The answer must be every record below, reproduced exactly.

====== Data excerpts

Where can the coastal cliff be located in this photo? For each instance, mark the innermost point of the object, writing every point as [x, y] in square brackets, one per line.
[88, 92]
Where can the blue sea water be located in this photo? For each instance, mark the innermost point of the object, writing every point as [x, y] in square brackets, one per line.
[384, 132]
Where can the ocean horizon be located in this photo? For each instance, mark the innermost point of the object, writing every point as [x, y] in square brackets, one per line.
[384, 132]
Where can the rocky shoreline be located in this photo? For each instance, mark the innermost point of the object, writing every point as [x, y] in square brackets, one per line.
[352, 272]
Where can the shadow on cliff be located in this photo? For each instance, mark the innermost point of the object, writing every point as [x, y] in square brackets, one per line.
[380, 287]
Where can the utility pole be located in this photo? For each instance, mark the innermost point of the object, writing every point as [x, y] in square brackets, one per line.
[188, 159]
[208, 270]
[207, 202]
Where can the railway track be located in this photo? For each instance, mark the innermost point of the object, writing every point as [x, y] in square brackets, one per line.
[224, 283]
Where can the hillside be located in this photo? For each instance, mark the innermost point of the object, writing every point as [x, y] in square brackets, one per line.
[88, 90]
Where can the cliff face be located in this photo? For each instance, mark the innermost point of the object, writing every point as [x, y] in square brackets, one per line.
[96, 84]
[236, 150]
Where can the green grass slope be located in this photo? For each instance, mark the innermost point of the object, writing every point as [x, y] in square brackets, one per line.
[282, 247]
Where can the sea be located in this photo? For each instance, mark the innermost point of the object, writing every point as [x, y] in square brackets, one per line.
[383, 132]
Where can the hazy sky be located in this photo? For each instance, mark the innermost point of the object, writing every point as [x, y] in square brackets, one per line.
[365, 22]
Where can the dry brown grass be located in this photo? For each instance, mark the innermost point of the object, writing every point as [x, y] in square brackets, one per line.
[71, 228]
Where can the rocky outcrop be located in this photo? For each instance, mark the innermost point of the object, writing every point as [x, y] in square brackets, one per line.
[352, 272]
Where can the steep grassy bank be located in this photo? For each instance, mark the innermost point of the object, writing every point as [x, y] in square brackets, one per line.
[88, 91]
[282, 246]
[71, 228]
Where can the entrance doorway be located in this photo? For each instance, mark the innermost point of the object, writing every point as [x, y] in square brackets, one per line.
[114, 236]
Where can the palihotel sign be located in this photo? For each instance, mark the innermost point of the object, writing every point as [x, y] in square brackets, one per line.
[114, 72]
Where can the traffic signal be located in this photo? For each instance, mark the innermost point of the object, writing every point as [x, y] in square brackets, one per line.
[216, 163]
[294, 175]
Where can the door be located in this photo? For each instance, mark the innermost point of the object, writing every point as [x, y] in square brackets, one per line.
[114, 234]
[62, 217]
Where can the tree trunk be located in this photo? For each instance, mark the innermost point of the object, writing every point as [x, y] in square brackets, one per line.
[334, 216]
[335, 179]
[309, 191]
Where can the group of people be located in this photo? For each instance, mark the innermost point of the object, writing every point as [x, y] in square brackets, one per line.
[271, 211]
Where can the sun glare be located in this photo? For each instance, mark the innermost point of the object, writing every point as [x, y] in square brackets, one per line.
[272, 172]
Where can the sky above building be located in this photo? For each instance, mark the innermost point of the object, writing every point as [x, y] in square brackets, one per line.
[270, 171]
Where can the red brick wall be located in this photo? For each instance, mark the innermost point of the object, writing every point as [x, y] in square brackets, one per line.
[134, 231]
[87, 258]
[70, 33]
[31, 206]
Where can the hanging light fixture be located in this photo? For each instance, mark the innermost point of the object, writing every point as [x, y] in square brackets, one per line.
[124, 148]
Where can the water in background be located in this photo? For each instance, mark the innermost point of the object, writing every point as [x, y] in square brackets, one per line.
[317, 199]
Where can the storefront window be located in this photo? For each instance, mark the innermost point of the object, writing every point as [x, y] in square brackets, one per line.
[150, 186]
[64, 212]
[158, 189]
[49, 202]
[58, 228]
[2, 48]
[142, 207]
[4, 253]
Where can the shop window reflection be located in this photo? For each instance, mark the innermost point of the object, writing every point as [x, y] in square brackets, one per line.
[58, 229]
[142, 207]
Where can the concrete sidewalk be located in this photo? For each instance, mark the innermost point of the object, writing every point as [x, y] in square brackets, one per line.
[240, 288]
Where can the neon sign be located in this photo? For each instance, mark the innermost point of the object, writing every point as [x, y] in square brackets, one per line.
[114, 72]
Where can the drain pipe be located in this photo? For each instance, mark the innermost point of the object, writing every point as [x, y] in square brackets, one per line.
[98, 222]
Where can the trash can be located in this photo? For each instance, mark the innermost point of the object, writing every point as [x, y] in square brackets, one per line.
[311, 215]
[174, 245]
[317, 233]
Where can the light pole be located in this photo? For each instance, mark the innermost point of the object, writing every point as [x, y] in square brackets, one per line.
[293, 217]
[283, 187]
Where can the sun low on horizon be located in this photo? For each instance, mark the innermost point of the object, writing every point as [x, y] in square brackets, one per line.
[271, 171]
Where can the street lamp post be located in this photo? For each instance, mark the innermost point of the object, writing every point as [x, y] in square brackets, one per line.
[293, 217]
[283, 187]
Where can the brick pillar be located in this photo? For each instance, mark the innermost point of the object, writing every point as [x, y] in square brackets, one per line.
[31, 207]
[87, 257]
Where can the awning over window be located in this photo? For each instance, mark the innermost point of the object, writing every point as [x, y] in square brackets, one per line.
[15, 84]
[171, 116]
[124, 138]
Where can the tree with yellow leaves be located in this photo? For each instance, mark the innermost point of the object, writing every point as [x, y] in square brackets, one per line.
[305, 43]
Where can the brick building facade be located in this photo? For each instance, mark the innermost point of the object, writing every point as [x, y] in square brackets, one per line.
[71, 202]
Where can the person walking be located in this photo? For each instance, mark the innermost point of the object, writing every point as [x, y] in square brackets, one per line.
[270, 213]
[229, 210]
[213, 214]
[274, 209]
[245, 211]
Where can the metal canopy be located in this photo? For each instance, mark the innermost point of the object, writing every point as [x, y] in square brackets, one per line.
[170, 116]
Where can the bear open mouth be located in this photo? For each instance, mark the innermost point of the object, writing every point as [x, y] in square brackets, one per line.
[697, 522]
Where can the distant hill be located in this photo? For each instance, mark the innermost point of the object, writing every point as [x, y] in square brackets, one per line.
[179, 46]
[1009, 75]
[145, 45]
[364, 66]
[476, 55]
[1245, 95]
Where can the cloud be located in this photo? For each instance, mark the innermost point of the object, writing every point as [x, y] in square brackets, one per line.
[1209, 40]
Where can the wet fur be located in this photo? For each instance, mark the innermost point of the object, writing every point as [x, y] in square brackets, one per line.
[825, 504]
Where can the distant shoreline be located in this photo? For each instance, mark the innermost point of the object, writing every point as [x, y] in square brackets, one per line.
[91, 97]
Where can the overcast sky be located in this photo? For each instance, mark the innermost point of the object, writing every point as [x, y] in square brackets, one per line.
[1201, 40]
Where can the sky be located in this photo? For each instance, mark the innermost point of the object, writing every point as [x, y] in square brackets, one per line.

============

* **Exercise output**:
Where can the coastal cliff be located in this photo? For each instance, mark the innermost point of the object, writing every point as [x, y] in square brackets, one per line.
[88, 92]
Where can the blue sea water be located in this photo? For each instance, mark the innermost point of the object, writing every point as [x, y] in square brackets, one per line.
[384, 132]
Where can the ocean horizon be located in this photo? For each instance, mark the innermost point of the object, writing every point as [x, y] in square brackets, one per line.
[384, 132]
Where can the rocky shoreline be located in this photo? For each instance, mark the innermost point of the object, writing every point as [x, y] in square brackets, one per line.
[352, 272]
Where can the shadow on cliff be located in this photo? For each instance, mark the innermost point of the object, writing every point as [x, y] in square brackets, one per line.
[380, 287]
Where can the utility pole be located in this photo? For each instance, mark the innermost point of the object, writing every point as [x, y] in square brackets, one per line.
[188, 159]
[208, 270]
[207, 202]
Where can the railway track be located in this photo? For each instance, mark the innermost point of the object, writing every point as [x, y] in square brackets, one per line.
[224, 283]
Where can the hillside be located in this photo? For each instance, mark the innermost point of the object, writing every point as [x, y] in square brackets, one per line.
[88, 90]
Where can the cliff face be located in this photo? For each instance, mark the innermost point of the object, writing every point as [x, y] in square brackets, one per line.
[96, 84]
[236, 150]
Where can the green grass slope be located in this photo? For each instance, mark the innermost point of the object, writing every point as [x, y] in square brackets, one per line.
[282, 247]
Where can the sea be located in this photo? For each instance, mark the innermost point of the object, writing every point as [x, y] in square brackets, one per line.
[383, 132]
Where can the hazy sky be located in this photo? For each instance, mark the innermost point of the object, writing every point as [x, y] in square brackets, one per line.
[365, 22]
Where can the dry brown grass be located in this photo? For each instance, mark the innermost point of the object, writing every point as [x, y] in square brackets, one per line.
[71, 228]
Where can the rocky outcrop be located in this photo? For each instance, mark the innermost point of the object, writing every point as [x, y] in square brackets, one per line.
[352, 272]
Where can the steep grassy bank be located in this photo? For each instance, mark the innermost point of the object, writing every point as [x, y] in square brackets, one per line.
[88, 91]
[282, 246]
[71, 228]
Where can the entrance doorway be located in this photo? For each instance, mark the innermost point of the object, writing every point as [x, y] in square brackets, one per line.
[114, 236]
Where can the palihotel sign be located in this photo? For each instance, mark the innermost point of the object, writing every point as [x, y] in square brackets, one per line.
[114, 72]
Where can the traffic signal be located in this photo? For each instance, mark the innermost point of the object, writing every point as [x, y] in square brackets, one per line.
[216, 163]
[294, 175]
Where can the door be located in this photo? For each instance, mark the innermost point of the object, writing every point as [x, y] in square brackets, one per line.
[114, 234]
[62, 217]
Where can the tree trunk be located in this photo? For each instance, mark the innermost point of the object, writing every point as [x, y] in square brackets, one per line.
[334, 216]
[335, 179]
[309, 191]
Where can the group of people be located in this photo? For each instance, mark the innermost point of the object, writing every point as [x, y] in square brackets, one per line.
[271, 211]
Where can the sun glare be located in this photo? For each instance, mark the innermost point of the object, writing every point as [x, y] in square brackets, one per line.
[272, 172]
Where can the sky above building be located in this photo? For each instance, mark the innermost point of the object, writing every point as [x, y] in square brackets, one per line.
[270, 171]
Where can the red brick wall be located in this photo? For each instance, mark the innermost point of the object, writing every point as [x, y] in square brackets, one per line.
[134, 231]
[87, 258]
[70, 33]
[31, 206]
Where can the hanging light fixture be located in this photo? For each instance, mark the innermost point of the object, writing every point as [x, y] in square brackets, one per line.
[124, 148]
Where can the water in background be located in this photo? For each instance, mark the innermost point of the object, writing every point as [x, y] in square brackets, one per line.
[317, 199]
Where can the storefront window be located in this photo? For each instance, mark the innermost point of the object, writing every point as [x, y] in square brackets, one per line.
[150, 186]
[64, 212]
[158, 189]
[49, 202]
[58, 228]
[2, 48]
[142, 207]
[4, 253]
Where can the shop window reflection be located in this photo? For each instance, mark the innermost point of the object, writing every point as [x, y] in square brackets, one per line.
[58, 229]
[142, 207]
Where can the concrete sidewalk be located in this photo? For each instance, mark the innermost point of the object, writing every point as [x, y] in square brackets, one per line.
[240, 288]
Where can the neon sign be located in this photo? For each instance, mark the innermost point of the object, writing every point as [x, y] in square brackets, one per line.
[114, 72]
Where can the drain pipe be located in this photo? For each instance, mark the innermost point of the object, writing every point as [x, y] in square brackets, one per line.
[98, 222]
Where can the trash can be located in this photo? For each instance, mark the innermost point of the object, writing every point as [x, y] in square brackets, one per line.
[311, 215]
[174, 245]
[317, 233]
Where can the light pole be located in this photo? For each instance, mark the innermost point of the object, writing every point as [x, y] in square brackets, one per line.
[293, 217]
[283, 187]
Where can the sun low on horizon be located in this photo? For each instance, mark the innermost point of the object, writing every point as [x, y] in square brackets, one per line.
[271, 171]
Where can the street lamp post be located in this photo? For each instance, mark the innermost point of the object, writing every point as [x, y] in square brackets, one per line.
[293, 217]
[283, 187]
Where can the brick pillar be located in this photo? For each instance, mark the innermost point of the object, writing every point as [x, y] in square brackets, one per line.
[31, 207]
[87, 257]
Where can the awning over window be located in this photo? For each instance, mark the innermost point of the object, writing every point as [x, y] in square brackets, one per line.
[15, 84]
[171, 116]
[124, 138]
Where can the tree with yellow leaves be located in this photo? For each instance, mark the innermost point of the object, writing every point as [x, y] in square brackets, one per line.
[305, 43]
Where can the brick building facade be located in this photo? For each instance, mark the innermost point of the object, writing every point as [x, y] in square brackets, one per line.
[71, 202]
Where can the person walking be located in this photo? For each instance, mark the innermost point of the object, writing every point as [x, y] in square brackets, one per line.
[270, 213]
[229, 210]
[213, 214]
[274, 209]
[245, 211]
Where can the metal canopy be located in this photo? For each instance, mark the innermost point of the object, writing every point as [x, y] in square brackets, one per line.
[170, 116]
Where can the bear open mouth be located in this photo? For each instance, mark the innermost point of the object, writing every point as [x, y] in square brackets, one per line.
[697, 522]
Where can the distant hill be located in this photo? For each instance, mark the innermost point of the object, writing every point as [x, y] in square brackets, one per line.
[179, 46]
[1009, 75]
[145, 45]
[364, 66]
[476, 55]
[1245, 95]
Where can the cloud be located in this photo? For each instance, mark the innermost point of the object, writing every point as [x, y] in square brackets, one per line.
[1209, 40]
Where can the wet fur be located in this photo? For each instance, mark the innermost point of the object, writing every point as [x, y] in square brackets, one per line.
[825, 504]
Where can the distant shoreline be located in this photo? For each instance, mark the innermost point of the object, writing every point as [x, y] in square brackets, one per line.
[91, 97]
Where can the overcast sky be located in this photo? For each instance, mark the innermost point of the object, writing every point as [x, y] in square brackets, one per line.
[1201, 40]
Where can the sky be located in this photo? For each instance, mark the innermost point of the object, writing every point as [x, y] in square brackets, one per line.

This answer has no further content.